**Exercise description**
Convert every line of the data below into a JSON list of strings, one string per line, leaving out any blank lines.
..........
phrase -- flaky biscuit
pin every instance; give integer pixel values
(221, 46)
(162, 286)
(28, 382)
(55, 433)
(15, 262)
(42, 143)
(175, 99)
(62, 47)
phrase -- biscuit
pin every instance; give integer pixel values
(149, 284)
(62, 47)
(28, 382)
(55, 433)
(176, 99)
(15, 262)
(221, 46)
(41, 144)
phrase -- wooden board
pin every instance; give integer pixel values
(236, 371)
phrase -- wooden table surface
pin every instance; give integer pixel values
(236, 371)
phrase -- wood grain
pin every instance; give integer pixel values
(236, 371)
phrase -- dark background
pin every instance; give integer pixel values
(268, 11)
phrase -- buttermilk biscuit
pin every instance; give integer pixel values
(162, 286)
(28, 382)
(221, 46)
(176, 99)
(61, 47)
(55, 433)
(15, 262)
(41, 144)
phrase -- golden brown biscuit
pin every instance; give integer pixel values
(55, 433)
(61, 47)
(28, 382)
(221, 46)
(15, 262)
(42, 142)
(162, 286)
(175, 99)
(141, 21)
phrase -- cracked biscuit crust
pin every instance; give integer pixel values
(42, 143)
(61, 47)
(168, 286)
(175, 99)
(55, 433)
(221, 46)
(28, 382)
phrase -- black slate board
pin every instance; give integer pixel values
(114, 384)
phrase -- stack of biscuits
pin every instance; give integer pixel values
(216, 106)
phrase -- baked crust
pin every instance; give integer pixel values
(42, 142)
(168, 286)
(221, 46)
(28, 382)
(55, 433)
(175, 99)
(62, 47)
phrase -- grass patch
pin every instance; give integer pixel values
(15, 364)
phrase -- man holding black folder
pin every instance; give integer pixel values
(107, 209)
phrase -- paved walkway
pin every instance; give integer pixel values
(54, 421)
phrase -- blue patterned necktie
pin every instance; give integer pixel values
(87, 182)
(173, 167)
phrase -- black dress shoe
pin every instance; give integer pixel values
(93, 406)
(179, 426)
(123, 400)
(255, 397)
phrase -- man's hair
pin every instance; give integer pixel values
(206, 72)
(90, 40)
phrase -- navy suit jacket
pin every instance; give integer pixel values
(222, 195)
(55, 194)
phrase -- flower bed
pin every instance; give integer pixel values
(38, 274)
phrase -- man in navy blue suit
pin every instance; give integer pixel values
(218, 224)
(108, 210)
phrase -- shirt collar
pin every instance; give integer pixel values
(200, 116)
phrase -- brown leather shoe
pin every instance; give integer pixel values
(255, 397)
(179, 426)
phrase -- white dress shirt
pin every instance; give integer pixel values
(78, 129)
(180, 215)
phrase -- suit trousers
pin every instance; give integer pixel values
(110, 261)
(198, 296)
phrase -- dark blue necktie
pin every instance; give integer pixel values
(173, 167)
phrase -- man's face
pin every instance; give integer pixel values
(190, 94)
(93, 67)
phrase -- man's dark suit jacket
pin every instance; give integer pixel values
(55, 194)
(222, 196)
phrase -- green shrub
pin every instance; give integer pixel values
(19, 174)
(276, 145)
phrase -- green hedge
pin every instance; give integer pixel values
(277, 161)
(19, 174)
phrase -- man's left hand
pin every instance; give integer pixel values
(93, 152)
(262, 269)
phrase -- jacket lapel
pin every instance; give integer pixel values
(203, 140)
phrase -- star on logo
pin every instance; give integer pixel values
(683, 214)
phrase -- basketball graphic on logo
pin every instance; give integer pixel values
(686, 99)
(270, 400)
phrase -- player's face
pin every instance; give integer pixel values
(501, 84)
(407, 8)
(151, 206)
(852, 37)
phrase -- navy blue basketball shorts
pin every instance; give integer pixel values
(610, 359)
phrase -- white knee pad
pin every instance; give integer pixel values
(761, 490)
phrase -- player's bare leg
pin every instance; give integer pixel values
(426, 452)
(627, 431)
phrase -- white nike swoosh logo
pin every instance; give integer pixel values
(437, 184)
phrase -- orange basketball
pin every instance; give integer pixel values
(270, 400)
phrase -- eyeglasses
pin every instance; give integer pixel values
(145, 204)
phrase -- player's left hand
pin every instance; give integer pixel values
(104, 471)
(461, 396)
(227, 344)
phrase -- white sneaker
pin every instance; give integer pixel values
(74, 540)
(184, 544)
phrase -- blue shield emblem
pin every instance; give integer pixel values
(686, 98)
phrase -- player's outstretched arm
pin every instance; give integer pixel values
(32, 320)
..........
**Exercise result**
[
  "phrase -- flaky biscuit",
  "pin every instance; give integer pixel values",
  "(221, 46)",
  "(162, 286)",
  "(28, 382)",
  "(55, 433)",
  "(15, 262)",
  "(42, 143)",
  "(175, 99)",
  "(62, 47)",
  "phrase -- biscuit",
  "pin every instance; give integer pixel values",
  "(149, 284)",
  "(62, 47)",
  "(28, 382)",
  "(55, 433)",
  "(176, 99)",
  "(15, 262)",
  "(221, 46)",
  "(41, 144)",
  "phrase -- wooden board",
  "pin every instance; give integer pixel values",
  "(236, 371)",
  "phrase -- wooden table surface",
  "pin every instance; give integer pixel values",
  "(236, 371)",
  "phrase -- wood grain",
  "pin every instance; give integer pixel values",
  "(236, 371)",
  "phrase -- dark background",
  "pin every instance; give integer pixel values",
  "(268, 11)",
  "phrase -- buttermilk biscuit",
  "pin every instance; give integer pixel values",
  "(162, 286)",
  "(28, 382)",
  "(221, 46)",
  "(176, 99)",
  "(61, 47)",
  "(55, 433)",
  "(15, 262)",
  "(41, 144)",
  "phrase -- golden brown biscuit",
  "pin every instance; give integer pixel values",
  "(55, 433)",
  "(61, 47)",
  "(28, 382)",
  "(221, 46)",
  "(15, 262)",
  "(42, 142)",
  "(162, 286)",
  "(175, 99)",
  "(141, 21)",
  "phrase -- cracked biscuit crust",
  "pin every instance; give integer pixel values",
  "(42, 143)",
  "(61, 47)",
  "(168, 286)",
  "(175, 99)",
  "(55, 433)",
  "(221, 46)",
  "(28, 382)",
  "phrase -- black slate board",
  "pin every instance; give integer pixel values",
  "(114, 384)",
  "phrase -- stack of biscuits",
  "pin every instance; give integer pixel values",
  "(216, 106)",
  "phrase -- baked crust",
  "pin every instance; give integer pixel values",
  "(42, 142)",
  "(168, 286)",
  "(221, 46)",
  "(28, 382)",
  "(55, 433)",
  "(175, 99)",
  "(62, 47)",
  "phrase -- grass patch",
  "pin every instance; give integer pixel values",
  "(15, 364)",
  "phrase -- man holding black folder",
  "pin every instance; give integer pixel values",
  "(107, 209)",
  "phrase -- paved walkway",
  "pin every instance; give integer pixel values",
  "(54, 421)",
  "phrase -- blue patterned necktie",
  "pin every instance; give integer pixel values",
  "(87, 182)",
  "(173, 167)",
  "phrase -- black dress shoe",
  "pin every instance; give integer pixel values",
  "(93, 406)",
  "(179, 426)",
  "(123, 400)",
  "(255, 397)",
  "phrase -- man's hair",
  "pin every instance; give integer pixel values",
  "(206, 72)",
  "(90, 40)",
  "phrase -- navy suit jacket",
  "pin every instance; give integer pixel values",
  "(222, 195)",
  "(55, 194)",
  "phrase -- flower bed",
  "pin every instance; give integer pixel values",
  "(38, 274)",
  "phrase -- man in navy blue suit",
  "pin every instance; give integer pixel values",
  "(218, 224)",
  "(108, 210)",
  "phrase -- shirt collar",
  "pin every instance; give integer pixel values",
  "(200, 116)",
  "phrase -- brown leather shoe",
  "pin every instance; give integer pixel values",
  "(255, 397)",
  "(179, 426)",
  "phrase -- white dress shirt",
  "pin every instance; give integer pixel values",
  "(78, 129)",
  "(180, 215)",
  "phrase -- suit trousers",
  "pin every instance; give integer pixel values",
  "(110, 261)",
  "(198, 296)",
  "phrase -- dark blue necktie",
  "pin every instance; give integer pixel values",
  "(173, 167)",
  "phrase -- man's face",
  "pin every instance; give integer pixel values",
  "(190, 94)",
  "(93, 67)",
  "phrase -- man's dark suit jacket",
  "pin every instance; give integer pixel values",
  "(55, 194)",
  "(222, 196)",
  "phrase -- green shrub",
  "pin every instance; give integer pixel values",
  "(19, 174)",
  "(276, 145)",
  "phrase -- green hedge",
  "pin every instance; give integer pixel values",
  "(277, 161)",
  "(19, 174)",
  "phrase -- man's left hand",
  "pin every instance; give integer pixel values",
  "(93, 152)",
  "(262, 269)",
  "phrase -- jacket lapel",
  "pin every instance; give integer pixel values",
  "(203, 140)",
  "phrase -- star on logo",
  "pin every instance; give integer pixel values",
  "(683, 214)",
  "phrase -- basketball graphic on logo",
  "pin every instance; give integer pixel values",
  "(686, 99)",
  "(270, 400)",
  "phrase -- player's face",
  "pin every instance; give integer pixel values",
  "(501, 84)",
  "(407, 8)",
  "(151, 206)",
  "(852, 37)",
  "phrase -- navy blue basketball shorts",
  "pin every instance; give integer pixel values",
  "(610, 359)",
  "phrase -- white knee pad",
  "pin every instance; give integer pixel values",
  "(761, 490)",
  "phrase -- player's bare leg",
  "pin every instance; give integer pixel values",
  "(426, 452)",
  "(627, 431)",
  "phrase -- white nike swoosh logo",
  "pin every instance; give integer pixel values",
  "(437, 184)",
  "phrase -- orange basketball",
  "pin every instance; give integer pixel values",
  "(270, 400)",
  "phrase -- eyeglasses",
  "pin every instance; give integer pixel values",
  "(145, 204)",
  "phrase -- player's left hand",
  "pin every instance; give integer pixel values",
  "(104, 471)",
  "(461, 396)",
  "(227, 344)",
  "phrase -- white sneaker",
  "pin every instance; give integer pixel values",
  "(74, 540)",
  "(184, 544)",
  "phrase -- blue shield emblem",
  "pin every instance; give integer pixel values",
  "(686, 98)",
  "phrase -- player's outstretched arm",
  "pin every instance; give integer pixel values",
  "(32, 320)"
]